**PROBLEMS**
• 1. Please list the tabletop role-playing game systems named in the text about Dungeon Rush.
• 2. Write the next paragraph of the text about Dungeon Rush, picking up after its last sentence.

**PASSAGE TO READ**
━━━━━━

Why Dungeon Rush?
When we started this game, we already resigned ourselves to being an odd bunch of individuals who are trying to do something mildly out of our league. We keep asking ourselves these questions: “Why Dungeon Rush? Why are we gluttons for punishment?” And the answer is simple. Because we can.
None of us have ever played Dungeons and Dragons. The closest system we’ve ever played is Pathfinder. And while they’re very closely related, in their current iterations they’ve become completely separate beasts to tackle. DnD being the less beastly of the two.
Honestly, as a group, more accurately, as the two main GMs of the group we’ve been wanting to try DnD5e for a while. Mostly because we were looking for a simpler system to run “The Gate Chronicles” in.
Initially we were going to try running that setting through Numenera for the science-fantasy and the artifact-like “cyphers” that riddle the game. But our reasons for now focusing on DnD for the system are two-fold.
It started with 5-Minute Dungeon, a card game with a dungeon-crawl-esque theme where players only have five minutes to match the symbols on different cards and beat the floor bosses. It’s a great game that we found just bit too easy to play. Maybe because we all have great hand-eye coordination. Thankfully, the addition of Curses Foiled Again has made the game slightly more challenging.

━━━━━━

**DATASET RECORDS**
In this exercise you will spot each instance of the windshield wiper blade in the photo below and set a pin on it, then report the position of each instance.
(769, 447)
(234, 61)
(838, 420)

━━━━━━

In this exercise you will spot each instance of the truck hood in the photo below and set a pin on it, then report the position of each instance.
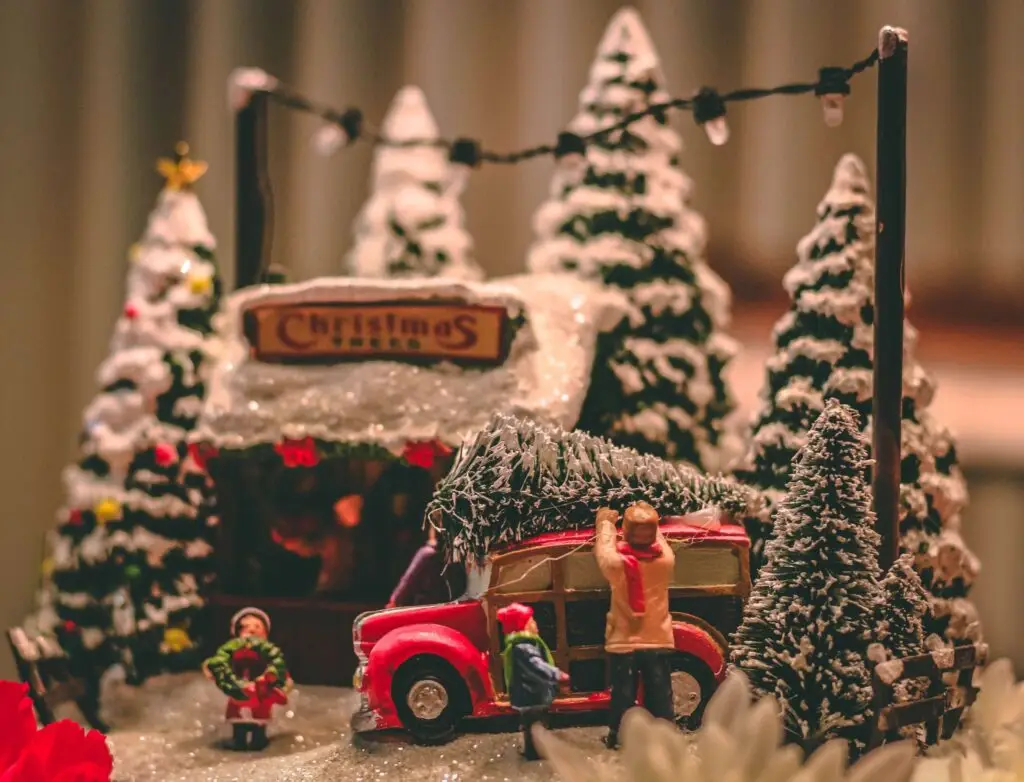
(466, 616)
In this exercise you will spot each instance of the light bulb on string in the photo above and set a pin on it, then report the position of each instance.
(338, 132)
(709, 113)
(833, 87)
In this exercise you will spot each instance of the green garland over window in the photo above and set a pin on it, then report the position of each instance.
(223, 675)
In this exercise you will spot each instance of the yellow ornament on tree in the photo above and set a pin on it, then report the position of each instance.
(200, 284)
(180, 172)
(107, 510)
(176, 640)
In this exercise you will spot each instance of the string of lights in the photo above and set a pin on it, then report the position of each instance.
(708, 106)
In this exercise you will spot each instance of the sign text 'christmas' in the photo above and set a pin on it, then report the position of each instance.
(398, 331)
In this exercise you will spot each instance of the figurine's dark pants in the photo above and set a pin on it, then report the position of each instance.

━━━━━━

**FINAL ANSWERS**
• 1. Dungeons and Dragons (5e), Pathfinder, Numenera

• 2.
The second part, which was announced recently and only affirmed our decision, is that Monte Cooke is making a science-fantasy supplement for DnD5e. Arcana of the Ancients was just announced on Kickstarter and it promises to “bring the wonders of mysterious technology and weird science-fantasy elements to their traditional fantasy campaigns.”
This is great news for “The Gate Chronicles,” which was in desperate need of a system that was simpler for some of our players who get overwhelmed by the feats, special abilities, and combat tactics of Pathfinder.
So, in the end, we determined that Dungeons and Dragons was the best system out of everything that we tried. But then we realized, we need our players to learn this and the GMs have to become familiar with it as well. And that’s when the idea was conceived.
“Clearly because we know how to play Pathfinder so well, there shouldn’t be an issue with us transferring systems. And why not put a time-limit on it, say five minutes or else the players are penalized! To make it easier, of course we’ll just run a one-shot.”
While the statement above is clearly an embellishment, at least we hope that is perceived…it is essentially how things went down. But at this time, “Dungeon Rush” is acting as placeholder for when we can’t run our Sword Art Online: AOD campaign.
This does make getting the rules down to a science a bit difficult, seeing that we’ve only had one chance to play at the current writing of this article. This does bring me to my final point, however.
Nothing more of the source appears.